— start Supplied entries —
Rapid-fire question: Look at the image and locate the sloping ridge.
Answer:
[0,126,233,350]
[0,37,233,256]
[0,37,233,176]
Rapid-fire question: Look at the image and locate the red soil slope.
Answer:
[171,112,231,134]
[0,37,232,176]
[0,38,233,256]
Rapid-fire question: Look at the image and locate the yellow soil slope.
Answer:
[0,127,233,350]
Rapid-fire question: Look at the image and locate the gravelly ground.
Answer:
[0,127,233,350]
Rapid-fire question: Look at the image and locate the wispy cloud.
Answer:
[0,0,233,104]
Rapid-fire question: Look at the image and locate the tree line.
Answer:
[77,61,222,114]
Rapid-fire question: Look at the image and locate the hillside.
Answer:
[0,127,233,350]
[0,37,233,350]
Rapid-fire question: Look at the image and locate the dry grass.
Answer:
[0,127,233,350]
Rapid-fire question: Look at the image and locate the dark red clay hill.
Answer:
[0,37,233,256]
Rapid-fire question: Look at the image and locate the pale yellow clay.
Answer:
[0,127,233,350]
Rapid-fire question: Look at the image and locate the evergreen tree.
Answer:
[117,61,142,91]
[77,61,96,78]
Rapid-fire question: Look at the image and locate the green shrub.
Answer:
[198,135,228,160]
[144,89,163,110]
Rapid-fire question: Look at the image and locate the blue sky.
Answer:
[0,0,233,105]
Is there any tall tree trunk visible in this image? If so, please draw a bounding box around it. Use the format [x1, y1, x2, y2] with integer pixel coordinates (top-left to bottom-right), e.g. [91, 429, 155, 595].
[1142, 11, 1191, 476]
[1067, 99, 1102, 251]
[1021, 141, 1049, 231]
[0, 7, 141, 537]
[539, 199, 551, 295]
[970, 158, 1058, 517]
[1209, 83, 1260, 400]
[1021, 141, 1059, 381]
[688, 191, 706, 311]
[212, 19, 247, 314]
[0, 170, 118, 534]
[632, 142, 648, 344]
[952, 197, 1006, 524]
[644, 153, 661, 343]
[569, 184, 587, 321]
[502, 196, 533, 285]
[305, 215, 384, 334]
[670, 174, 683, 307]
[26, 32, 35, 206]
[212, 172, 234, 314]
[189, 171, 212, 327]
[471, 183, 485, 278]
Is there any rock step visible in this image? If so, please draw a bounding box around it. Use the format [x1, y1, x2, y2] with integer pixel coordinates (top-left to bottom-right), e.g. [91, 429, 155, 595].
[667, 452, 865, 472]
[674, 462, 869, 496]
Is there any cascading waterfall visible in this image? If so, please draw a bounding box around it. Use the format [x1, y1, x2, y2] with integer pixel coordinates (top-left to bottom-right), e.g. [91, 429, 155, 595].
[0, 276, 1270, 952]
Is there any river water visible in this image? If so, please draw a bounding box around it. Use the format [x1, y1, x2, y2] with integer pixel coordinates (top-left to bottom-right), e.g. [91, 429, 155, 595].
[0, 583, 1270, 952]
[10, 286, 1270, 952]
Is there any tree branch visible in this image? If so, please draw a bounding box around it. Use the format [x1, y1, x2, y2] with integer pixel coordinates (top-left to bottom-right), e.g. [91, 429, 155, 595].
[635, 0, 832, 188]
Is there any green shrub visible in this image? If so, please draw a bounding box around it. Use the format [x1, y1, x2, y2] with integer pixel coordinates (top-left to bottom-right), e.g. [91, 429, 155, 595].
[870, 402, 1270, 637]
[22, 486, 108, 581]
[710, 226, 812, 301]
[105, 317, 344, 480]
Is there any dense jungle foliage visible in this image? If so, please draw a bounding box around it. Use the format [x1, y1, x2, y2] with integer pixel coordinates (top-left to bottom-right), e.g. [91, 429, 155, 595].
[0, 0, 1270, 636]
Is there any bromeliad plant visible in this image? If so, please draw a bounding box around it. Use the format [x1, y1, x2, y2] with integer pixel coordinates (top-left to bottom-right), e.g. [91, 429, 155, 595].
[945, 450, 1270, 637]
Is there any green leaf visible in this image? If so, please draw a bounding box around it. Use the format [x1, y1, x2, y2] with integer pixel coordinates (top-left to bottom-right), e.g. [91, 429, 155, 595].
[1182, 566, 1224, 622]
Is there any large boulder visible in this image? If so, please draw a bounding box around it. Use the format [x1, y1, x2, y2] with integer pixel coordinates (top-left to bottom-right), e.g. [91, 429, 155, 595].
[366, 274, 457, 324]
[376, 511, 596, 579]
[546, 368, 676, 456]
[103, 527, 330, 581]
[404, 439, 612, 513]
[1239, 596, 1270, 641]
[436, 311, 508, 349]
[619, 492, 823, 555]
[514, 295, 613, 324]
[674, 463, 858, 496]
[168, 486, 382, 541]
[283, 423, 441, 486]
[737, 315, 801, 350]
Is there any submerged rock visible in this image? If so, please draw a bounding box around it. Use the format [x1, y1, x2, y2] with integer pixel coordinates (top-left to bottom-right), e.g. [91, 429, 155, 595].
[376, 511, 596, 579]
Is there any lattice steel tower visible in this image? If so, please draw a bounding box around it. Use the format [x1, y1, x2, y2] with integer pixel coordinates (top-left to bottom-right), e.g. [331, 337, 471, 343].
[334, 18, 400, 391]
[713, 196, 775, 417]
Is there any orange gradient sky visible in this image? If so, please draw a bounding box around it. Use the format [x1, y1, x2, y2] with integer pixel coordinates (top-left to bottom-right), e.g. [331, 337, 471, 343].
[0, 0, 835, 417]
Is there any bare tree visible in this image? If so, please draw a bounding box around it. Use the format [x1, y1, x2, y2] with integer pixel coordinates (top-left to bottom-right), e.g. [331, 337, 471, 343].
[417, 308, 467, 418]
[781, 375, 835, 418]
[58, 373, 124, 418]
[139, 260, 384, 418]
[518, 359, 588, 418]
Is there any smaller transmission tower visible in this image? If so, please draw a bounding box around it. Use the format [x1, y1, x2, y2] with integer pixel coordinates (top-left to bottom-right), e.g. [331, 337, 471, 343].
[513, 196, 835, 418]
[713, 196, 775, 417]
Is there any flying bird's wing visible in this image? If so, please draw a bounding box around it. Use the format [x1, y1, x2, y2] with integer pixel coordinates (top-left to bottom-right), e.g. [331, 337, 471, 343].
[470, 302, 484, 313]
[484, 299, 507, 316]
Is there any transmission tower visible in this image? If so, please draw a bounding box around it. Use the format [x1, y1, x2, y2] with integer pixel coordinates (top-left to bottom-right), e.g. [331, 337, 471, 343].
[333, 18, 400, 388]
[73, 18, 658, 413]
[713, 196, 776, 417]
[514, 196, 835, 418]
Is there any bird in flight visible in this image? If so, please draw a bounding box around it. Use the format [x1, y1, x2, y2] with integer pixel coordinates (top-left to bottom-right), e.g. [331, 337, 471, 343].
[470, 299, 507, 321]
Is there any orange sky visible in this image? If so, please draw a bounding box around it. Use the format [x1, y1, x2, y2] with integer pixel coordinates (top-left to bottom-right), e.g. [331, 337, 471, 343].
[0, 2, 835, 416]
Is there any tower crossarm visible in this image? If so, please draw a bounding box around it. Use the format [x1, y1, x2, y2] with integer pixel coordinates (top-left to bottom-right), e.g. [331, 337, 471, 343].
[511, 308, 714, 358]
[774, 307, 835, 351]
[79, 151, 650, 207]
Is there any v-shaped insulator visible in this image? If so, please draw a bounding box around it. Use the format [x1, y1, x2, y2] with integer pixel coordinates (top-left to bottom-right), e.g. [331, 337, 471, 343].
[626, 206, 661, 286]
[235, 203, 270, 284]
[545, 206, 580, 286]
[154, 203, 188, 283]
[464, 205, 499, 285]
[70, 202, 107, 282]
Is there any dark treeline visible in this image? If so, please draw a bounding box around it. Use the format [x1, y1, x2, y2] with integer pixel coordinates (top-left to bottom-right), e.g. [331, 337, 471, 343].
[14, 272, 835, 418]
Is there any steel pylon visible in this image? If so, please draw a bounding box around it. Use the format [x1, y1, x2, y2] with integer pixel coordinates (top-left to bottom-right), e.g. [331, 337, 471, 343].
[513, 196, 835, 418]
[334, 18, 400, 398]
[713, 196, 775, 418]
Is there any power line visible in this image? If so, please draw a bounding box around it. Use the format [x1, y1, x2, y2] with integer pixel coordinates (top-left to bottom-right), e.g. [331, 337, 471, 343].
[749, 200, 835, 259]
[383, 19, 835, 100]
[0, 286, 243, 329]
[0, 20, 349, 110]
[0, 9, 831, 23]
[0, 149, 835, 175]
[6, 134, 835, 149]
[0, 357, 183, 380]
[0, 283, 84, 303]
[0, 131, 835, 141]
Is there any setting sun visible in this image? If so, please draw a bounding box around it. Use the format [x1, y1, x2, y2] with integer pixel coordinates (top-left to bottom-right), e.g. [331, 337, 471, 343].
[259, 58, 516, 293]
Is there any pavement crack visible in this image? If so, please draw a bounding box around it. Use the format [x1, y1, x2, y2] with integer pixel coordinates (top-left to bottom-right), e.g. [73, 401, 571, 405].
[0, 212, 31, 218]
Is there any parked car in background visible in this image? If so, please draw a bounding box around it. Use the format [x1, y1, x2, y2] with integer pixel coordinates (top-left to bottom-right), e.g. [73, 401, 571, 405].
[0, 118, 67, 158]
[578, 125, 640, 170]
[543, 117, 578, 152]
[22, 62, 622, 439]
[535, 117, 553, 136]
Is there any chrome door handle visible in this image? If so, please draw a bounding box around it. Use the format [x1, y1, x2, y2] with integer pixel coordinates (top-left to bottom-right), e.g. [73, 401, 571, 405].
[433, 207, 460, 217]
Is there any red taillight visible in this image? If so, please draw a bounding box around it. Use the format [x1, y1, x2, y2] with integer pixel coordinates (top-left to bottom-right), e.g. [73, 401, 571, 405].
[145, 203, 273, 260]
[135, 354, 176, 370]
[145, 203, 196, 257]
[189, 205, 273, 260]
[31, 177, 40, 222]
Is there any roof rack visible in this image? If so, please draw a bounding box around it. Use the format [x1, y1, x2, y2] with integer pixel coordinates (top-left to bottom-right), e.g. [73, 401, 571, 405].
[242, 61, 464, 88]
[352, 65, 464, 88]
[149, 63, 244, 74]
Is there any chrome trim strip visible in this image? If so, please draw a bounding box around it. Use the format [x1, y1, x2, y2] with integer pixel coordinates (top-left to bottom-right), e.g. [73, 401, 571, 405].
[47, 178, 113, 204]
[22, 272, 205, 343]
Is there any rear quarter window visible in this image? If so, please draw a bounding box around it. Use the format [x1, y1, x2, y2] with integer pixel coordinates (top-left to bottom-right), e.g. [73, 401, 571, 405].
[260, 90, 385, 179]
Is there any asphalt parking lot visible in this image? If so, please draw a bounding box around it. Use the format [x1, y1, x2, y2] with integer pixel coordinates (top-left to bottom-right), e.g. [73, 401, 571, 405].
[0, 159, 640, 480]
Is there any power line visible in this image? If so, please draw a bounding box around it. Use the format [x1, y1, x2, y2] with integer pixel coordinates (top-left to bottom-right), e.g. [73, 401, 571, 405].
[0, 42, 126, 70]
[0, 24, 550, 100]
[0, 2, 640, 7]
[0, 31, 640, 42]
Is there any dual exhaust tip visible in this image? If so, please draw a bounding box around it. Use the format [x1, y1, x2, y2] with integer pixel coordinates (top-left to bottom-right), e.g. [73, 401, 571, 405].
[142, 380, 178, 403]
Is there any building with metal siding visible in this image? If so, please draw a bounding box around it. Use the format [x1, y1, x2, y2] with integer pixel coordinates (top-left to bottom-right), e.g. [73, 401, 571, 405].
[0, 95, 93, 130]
— end Supplied entries —
Can you write out the rows again, beginning at the line that has "Is there any steel" and stopping after the line that has "[0, 212, 31, 218]", with "power line" switched to "transmission cable" and nothing else altered?

Is there any steel pylon visible in this image? If so, please draw a bounding box around it. Use the format [x1, y1, x2, y2] with integer pixel coordinates (top-left to bottom-right), e.g. [331, 337, 471, 343].
[513, 196, 835, 418]
[334, 18, 400, 398]
[713, 196, 775, 418]
Is there any transmission cable visible in this image? If so, please draw a bounding box around it. Use the format [x1, y1, x2, y2] with integer pixel coordinates (top-left to bottom-right), e.g. [331, 337, 471, 343].
[749, 200, 835, 259]
[383, 19, 835, 100]
[0, 286, 243, 329]
[0, 20, 349, 110]
[0, 9, 831, 23]
[0, 149, 835, 175]
[6, 134, 835, 149]
[0, 357, 183, 380]
[0, 283, 84, 303]
[0, 131, 835, 141]
Is there any setting sun visible in this image? If so, please draw a bounding box around it. Use the format [x1, y1, x2, y2] with integer pixel coordinates (top-left to bottom-right), e.g. [331, 337, 471, 343].
[259, 58, 516, 293]
Is there any pavement crack visible in this image? If so, please draw a bounding box around it. Use the format [x1, y1, x2, y2] with integer pixel coordinates (top-left to bottom-right), e.g. [73, 401, 571, 405].
[0, 212, 31, 218]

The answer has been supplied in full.